Problem requirements
When you reach the line that contains "Category: worker in white coveralls" in the data below, start reproducing lines exactly, and stop after the line that contains "Category: pink building".

[Start of Attachment]

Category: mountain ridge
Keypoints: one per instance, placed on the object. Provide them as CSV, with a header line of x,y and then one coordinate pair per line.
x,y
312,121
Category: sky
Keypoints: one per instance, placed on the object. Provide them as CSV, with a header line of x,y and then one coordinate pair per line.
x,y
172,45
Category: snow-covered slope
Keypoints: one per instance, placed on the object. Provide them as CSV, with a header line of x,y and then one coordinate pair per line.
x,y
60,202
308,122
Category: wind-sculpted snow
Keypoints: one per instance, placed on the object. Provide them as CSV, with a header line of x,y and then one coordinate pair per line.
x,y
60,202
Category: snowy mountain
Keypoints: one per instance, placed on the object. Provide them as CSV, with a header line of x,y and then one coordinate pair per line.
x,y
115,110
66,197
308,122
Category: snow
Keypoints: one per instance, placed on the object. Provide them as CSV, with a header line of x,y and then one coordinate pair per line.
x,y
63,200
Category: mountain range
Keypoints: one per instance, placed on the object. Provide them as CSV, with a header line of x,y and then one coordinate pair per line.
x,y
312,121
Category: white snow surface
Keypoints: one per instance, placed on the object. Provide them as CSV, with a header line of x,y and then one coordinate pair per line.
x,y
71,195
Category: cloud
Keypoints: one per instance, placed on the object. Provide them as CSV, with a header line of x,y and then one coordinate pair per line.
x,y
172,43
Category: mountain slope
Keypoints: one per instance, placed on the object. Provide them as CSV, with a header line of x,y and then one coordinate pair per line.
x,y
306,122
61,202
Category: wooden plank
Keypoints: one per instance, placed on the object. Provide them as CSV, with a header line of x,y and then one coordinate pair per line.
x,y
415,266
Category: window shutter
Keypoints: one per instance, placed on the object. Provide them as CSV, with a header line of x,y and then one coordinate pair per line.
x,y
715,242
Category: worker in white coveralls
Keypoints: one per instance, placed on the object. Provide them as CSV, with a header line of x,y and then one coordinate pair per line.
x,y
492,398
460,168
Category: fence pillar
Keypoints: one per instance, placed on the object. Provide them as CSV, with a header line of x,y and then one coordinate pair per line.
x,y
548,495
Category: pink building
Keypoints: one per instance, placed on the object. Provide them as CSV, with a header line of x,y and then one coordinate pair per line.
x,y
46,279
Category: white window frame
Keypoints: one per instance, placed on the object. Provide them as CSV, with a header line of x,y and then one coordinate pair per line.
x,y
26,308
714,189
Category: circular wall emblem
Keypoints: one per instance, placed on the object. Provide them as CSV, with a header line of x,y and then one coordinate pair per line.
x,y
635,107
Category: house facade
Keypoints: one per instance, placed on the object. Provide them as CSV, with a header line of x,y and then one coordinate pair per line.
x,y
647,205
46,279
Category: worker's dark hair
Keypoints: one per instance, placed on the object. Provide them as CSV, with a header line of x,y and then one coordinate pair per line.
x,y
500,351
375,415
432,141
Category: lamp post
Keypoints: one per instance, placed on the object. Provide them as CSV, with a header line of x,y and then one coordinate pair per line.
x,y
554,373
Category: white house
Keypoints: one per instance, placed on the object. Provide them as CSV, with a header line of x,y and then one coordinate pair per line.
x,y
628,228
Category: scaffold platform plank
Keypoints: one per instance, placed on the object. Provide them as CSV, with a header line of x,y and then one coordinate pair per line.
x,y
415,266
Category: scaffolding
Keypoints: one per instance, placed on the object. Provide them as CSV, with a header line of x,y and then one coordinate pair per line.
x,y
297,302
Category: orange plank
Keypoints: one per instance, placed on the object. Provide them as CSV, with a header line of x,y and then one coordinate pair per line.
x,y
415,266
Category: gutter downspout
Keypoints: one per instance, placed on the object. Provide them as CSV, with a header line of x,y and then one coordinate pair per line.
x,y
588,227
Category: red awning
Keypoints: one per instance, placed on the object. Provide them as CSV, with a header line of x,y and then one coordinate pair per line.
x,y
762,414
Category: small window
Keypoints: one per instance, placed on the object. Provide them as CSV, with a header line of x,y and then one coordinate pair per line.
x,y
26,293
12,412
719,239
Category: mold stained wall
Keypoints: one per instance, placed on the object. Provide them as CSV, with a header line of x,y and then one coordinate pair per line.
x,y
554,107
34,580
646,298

[End of Attachment]

Written solution
Category: worker in white coveralls
Keypoints: one per instance, placed on the object. Provide them as CSV, with a header line of x,y and then one coordinate pair per line.
x,y
492,398
460,168
Category: fence pillar
Keypoints: one per instance, placed on the object. Provide them as CSV, with a header line of x,y and then one coordinate pair per line.
x,y
548,495
Category: pink building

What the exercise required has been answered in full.